*Stated exercise*. Reproduce the entries in full, with no changes.

*Given records*.
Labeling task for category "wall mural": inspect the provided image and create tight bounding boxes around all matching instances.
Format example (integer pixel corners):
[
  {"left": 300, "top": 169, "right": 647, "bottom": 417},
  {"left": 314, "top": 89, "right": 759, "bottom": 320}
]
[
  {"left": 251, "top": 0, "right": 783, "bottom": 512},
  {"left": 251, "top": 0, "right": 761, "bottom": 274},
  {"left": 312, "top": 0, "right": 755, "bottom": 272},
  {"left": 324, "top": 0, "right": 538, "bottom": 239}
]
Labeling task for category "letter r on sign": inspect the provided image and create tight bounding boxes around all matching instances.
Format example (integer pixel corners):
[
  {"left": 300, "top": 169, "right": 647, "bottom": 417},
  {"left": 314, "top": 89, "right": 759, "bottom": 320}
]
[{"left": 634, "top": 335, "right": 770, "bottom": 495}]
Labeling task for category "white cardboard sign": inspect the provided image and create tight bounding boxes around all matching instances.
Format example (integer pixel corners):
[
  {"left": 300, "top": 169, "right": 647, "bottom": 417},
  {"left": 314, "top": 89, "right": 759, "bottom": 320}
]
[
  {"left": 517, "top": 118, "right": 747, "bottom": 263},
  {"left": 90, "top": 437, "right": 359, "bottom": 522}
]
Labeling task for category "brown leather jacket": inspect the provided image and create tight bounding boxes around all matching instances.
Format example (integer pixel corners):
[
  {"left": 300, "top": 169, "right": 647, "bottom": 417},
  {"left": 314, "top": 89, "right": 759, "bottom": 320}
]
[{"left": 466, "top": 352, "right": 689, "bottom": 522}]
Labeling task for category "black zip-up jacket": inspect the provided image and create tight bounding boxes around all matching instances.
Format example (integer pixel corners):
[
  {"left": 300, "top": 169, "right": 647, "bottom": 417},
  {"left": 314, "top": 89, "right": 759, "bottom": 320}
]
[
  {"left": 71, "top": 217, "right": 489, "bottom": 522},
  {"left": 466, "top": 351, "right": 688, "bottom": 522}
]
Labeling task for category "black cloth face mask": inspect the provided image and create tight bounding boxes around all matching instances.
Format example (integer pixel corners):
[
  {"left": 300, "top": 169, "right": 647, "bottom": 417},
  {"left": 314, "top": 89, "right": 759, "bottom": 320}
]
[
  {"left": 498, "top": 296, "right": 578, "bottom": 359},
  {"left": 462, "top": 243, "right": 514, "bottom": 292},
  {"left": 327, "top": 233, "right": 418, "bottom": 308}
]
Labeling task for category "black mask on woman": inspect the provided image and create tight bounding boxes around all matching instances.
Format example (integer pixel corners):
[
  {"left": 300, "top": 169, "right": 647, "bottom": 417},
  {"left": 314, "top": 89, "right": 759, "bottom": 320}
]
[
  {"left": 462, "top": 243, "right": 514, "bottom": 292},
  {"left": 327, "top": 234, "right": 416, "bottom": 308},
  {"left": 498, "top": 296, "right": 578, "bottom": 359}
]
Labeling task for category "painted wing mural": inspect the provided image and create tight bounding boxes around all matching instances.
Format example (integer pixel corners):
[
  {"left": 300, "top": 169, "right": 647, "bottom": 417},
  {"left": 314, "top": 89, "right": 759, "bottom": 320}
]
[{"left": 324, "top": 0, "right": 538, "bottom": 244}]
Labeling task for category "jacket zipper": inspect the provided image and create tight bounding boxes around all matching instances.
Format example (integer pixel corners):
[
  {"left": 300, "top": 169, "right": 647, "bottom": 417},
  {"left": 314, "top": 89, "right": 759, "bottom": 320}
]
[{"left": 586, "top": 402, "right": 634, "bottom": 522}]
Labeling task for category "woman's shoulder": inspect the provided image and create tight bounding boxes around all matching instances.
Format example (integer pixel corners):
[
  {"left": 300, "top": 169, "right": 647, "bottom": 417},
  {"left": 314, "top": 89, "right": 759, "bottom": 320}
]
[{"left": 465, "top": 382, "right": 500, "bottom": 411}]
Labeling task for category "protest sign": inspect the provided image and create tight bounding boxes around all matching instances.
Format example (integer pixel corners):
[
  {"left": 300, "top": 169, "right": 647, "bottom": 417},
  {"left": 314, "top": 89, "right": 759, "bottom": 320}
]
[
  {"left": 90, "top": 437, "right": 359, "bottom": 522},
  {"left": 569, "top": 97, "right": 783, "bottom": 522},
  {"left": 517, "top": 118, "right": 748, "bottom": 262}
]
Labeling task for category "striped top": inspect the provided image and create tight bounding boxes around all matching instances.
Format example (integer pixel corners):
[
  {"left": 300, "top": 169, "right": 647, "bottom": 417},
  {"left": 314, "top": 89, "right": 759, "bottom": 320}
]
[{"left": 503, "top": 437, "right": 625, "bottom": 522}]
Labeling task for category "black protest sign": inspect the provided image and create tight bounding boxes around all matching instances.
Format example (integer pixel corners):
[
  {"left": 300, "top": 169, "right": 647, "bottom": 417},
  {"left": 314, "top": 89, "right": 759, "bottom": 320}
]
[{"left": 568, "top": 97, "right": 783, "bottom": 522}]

*Answer for the task*.
Labeling task for category "wall mural": inspect the provided image and create tight bounding boxes around all matching instances.
Format example (integer pixel corners):
[
  {"left": 300, "top": 169, "right": 647, "bottom": 417},
  {"left": 314, "top": 89, "right": 759, "bottom": 320}
]
[
  {"left": 251, "top": 0, "right": 783, "bottom": 512},
  {"left": 251, "top": 0, "right": 761, "bottom": 274},
  {"left": 312, "top": 0, "right": 755, "bottom": 272},
  {"left": 324, "top": 0, "right": 538, "bottom": 239}
]
Labeling task for category "letter r on sign": inspect the provided image and create tight bounding boxes around all matching instances.
Format example (integer pixel corners):
[
  {"left": 300, "top": 169, "right": 647, "bottom": 417},
  {"left": 314, "top": 89, "right": 759, "bottom": 320}
]
[{"left": 634, "top": 335, "right": 770, "bottom": 495}]
Labeling task for category "white cardboard sign": inspect the provided image and create tight bounding boxes around all matching instances.
Format example (integer pixel corners):
[
  {"left": 300, "top": 169, "right": 647, "bottom": 417},
  {"left": 314, "top": 89, "right": 759, "bottom": 320}
]
[
  {"left": 517, "top": 118, "right": 747, "bottom": 263},
  {"left": 90, "top": 437, "right": 359, "bottom": 522}
]
Labeling task for category "brown leather jacket": inspect the provided image and create tight bounding boxes around all matching instances.
Format example (integer pixel corners):
[
  {"left": 300, "top": 169, "right": 647, "bottom": 417},
  {"left": 314, "top": 89, "right": 759, "bottom": 320}
]
[{"left": 466, "top": 352, "right": 689, "bottom": 522}]
Labeling task for category "black zip-up jacket": inspect the provided image and create tight bounding boxes around all matching instances.
Format example (integer pixel corners):
[
  {"left": 300, "top": 169, "right": 647, "bottom": 417},
  {"left": 314, "top": 89, "right": 759, "bottom": 320}
]
[
  {"left": 71, "top": 217, "right": 489, "bottom": 522},
  {"left": 466, "top": 351, "right": 688, "bottom": 522}
]
Labeling task for category "black cloth face mask": inspect the provided image and create tight bounding boxes around all matching instances.
Format example (integer pixel corners):
[
  {"left": 300, "top": 169, "right": 647, "bottom": 417},
  {"left": 314, "top": 89, "right": 759, "bottom": 320}
]
[
  {"left": 498, "top": 296, "right": 578, "bottom": 359},
  {"left": 462, "top": 243, "right": 514, "bottom": 292},
  {"left": 327, "top": 233, "right": 418, "bottom": 308}
]
Labeling task for category "black mask on woman": inspect the provided image and create tight bounding boxes around all matching instances.
Format example (integer pixel corners):
[
  {"left": 300, "top": 169, "right": 647, "bottom": 417},
  {"left": 314, "top": 89, "right": 759, "bottom": 320}
]
[
  {"left": 462, "top": 243, "right": 514, "bottom": 292},
  {"left": 327, "top": 234, "right": 416, "bottom": 308},
  {"left": 498, "top": 296, "right": 578, "bottom": 359}
]
Labeling task for category "painted wing mural": inspect the provided image and create tight bounding boxes around all matching instances.
Format example (integer pixel corners):
[
  {"left": 300, "top": 169, "right": 647, "bottom": 417},
  {"left": 314, "top": 89, "right": 759, "bottom": 320}
]
[{"left": 324, "top": 0, "right": 538, "bottom": 244}]
Labeling task for category "jacket zipper": inspect the provided image and create tight bounding boxes around all matching instances.
Format example (integer pixel corners):
[
  {"left": 300, "top": 169, "right": 647, "bottom": 417},
  {"left": 314, "top": 89, "right": 759, "bottom": 320}
]
[{"left": 586, "top": 402, "right": 634, "bottom": 522}]
Labeling task for category "woman's shoulder": inspect the provided image and create tight bounding boxes around all matching instances.
Format example (integer pixel corners):
[
  {"left": 300, "top": 169, "right": 647, "bottom": 417},
  {"left": 314, "top": 89, "right": 759, "bottom": 320}
]
[{"left": 465, "top": 382, "right": 500, "bottom": 411}]
Labeling task for category "protest sign": inspect the provided image and create tight bounding boxes around all matching instances.
Format example (integer pixel corners):
[
  {"left": 300, "top": 169, "right": 647, "bottom": 417},
  {"left": 314, "top": 89, "right": 759, "bottom": 320}
]
[
  {"left": 90, "top": 437, "right": 359, "bottom": 522},
  {"left": 569, "top": 97, "right": 783, "bottom": 522},
  {"left": 517, "top": 118, "right": 748, "bottom": 262}
]
Labeling task for category "striped top": inspect the provided image and create tight bounding boxes around all matching instances.
Format example (integer pixel corners):
[
  {"left": 300, "top": 169, "right": 647, "bottom": 417},
  {"left": 314, "top": 89, "right": 759, "bottom": 320}
]
[{"left": 503, "top": 437, "right": 625, "bottom": 522}]
Labeling task for category "black protest sign": inspect the provided image and create tight bounding boxes around all matching instances.
Format example (integer pixel corners):
[
  {"left": 300, "top": 169, "right": 647, "bottom": 417},
  {"left": 314, "top": 89, "right": 759, "bottom": 320}
]
[{"left": 568, "top": 97, "right": 783, "bottom": 522}]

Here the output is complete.